## WRITTEN PROBLEM:
Starting with the line that holds "Question. For every instance of the blueberry cluster, which", copy out each remaining line of the listing below, up to and including the last one, and include nothing else.

————————

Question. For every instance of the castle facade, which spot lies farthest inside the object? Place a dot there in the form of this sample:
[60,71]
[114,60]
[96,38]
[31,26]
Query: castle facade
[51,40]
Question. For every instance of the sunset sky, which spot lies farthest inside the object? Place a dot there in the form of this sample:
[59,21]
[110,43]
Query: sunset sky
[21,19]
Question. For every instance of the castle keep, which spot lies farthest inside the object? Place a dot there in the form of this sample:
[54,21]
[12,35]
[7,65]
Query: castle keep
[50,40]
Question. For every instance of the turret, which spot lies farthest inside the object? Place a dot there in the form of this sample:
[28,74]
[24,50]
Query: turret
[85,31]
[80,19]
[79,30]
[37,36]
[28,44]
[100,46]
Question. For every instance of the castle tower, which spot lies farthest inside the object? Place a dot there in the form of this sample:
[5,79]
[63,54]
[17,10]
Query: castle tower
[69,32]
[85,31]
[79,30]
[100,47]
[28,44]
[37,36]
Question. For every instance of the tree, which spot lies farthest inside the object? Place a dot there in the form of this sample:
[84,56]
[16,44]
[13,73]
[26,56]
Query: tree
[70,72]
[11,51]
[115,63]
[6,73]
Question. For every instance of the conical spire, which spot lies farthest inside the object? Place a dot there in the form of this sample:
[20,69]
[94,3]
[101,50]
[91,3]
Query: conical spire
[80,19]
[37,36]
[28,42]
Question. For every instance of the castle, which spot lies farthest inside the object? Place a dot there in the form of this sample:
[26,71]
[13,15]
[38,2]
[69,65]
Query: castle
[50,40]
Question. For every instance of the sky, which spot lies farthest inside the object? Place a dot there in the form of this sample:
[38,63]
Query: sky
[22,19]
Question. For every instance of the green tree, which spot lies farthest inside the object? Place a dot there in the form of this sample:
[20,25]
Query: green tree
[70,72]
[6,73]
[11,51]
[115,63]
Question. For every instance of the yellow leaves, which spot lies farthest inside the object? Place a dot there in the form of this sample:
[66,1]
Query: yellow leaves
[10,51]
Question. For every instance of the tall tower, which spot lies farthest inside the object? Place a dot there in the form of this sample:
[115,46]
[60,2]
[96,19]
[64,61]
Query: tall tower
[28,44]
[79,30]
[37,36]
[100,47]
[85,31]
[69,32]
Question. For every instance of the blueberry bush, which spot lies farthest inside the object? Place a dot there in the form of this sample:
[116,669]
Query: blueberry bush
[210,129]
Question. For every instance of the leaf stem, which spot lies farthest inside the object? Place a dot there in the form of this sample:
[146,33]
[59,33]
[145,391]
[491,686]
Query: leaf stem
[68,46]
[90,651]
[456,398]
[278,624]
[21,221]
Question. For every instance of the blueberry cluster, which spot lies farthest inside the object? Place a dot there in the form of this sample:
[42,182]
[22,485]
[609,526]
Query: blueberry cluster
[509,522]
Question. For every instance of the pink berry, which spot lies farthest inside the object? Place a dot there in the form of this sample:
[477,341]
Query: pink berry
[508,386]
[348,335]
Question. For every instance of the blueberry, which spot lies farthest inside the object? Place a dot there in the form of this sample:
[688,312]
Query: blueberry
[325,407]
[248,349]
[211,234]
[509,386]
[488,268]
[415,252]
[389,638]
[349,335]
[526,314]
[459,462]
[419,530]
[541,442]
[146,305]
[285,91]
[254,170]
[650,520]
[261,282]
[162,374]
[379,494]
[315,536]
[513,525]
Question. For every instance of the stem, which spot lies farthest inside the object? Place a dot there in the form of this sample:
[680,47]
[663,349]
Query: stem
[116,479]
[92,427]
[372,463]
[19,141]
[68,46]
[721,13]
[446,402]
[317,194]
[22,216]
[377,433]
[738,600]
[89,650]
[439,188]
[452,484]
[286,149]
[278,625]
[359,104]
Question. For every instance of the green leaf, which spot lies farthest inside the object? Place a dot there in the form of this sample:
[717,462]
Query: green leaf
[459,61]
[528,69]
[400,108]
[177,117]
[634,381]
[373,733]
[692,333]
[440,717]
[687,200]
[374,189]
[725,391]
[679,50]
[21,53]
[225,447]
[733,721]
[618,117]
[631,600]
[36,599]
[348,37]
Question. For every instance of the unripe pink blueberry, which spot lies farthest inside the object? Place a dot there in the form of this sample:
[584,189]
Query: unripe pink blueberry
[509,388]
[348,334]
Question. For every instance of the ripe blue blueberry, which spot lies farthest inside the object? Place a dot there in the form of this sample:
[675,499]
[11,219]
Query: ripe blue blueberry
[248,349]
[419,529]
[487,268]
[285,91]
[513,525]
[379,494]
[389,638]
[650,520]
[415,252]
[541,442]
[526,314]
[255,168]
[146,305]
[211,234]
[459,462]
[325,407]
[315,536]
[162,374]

————————

## WRITTEN ANSWER:
Question. For every instance of the blueberry cluster, which spot lies farthest inside the object? Place a dot there in the form of this sample:
[42,182]
[22,485]
[609,526]
Query: blueberry cluster
[509,522]
Question. For every instance of the pink berry, which spot lies farthest inside the object? Place a dot there in the form of this sample:
[477,341]
Query: pink berry
[508,386]
[348,335]
Question. For every instance of the blueberry, which spot lies farthest inside the object? Place a dot there in the form of this sample:
[688,312]
Query: blueberry
[325,407]
[248,349]
[211,234]
[509,386]
[488,268]
[415,252]
[389,638]
[349,335]
[526,314]
[459,462]
[419,530]
[541,442]
[146,305]
[285,91]
[254,170]
[650,520]
[261,282]
[162,374]
[379,494]
[315,536]
[513,525]
Question. For every instance of the stem, which spot lies farthest inside the object? Place a dot there in the form of this sample:
[680,47]
[663,349]
Query: stem
[116,479]
[92,427]
[372,463]
[19,141]
[68,46]
[721,13]
[446,402]
[317,194]
[22,216]
[377,433]
[738,600]
[89,650]
[439,188]
[452,484]
[286,149]
[278,625]
[359,104]
Question. For every instance of the green leaf, which spot lies farthest inside the object? Place a dot there in the form of this sample:
[717,462]
Query: green leaf
[459,61]
[528,69]
[400,108]
[177,117]
[634,381]
[373,733]
[692,333]
[440,717]
[687,200]
[374,189]
[725,391]
[679,50]
[21,53]
[225,447]
[733,721]
[618,117]
[631,600]
[36,599]
[348,37]
Question. For every instance of the unripe pink blueberry, which spot lies farthest inside the object? Place a dot there in the form of this sample:
[584,189]
Query: unripe pink blueberry
[509,388]
[348,334]
Question. For every instance of the ripe blue blueberry, which spot lies farthest inside the object? Place a dot there in the form of this sample:
[675,499]
[11,219]
Query: ripe blue blueberry
[248,349]
[419,529]
[487,268]
[285,91]
[513,525]
[379,494]
[389,638]
[650,520]
[415,252]
[541,442]
[526,314]
[255,168]
[146,305]
[211,234]
[459,462]
[325,407]
[315,536]
[162,374]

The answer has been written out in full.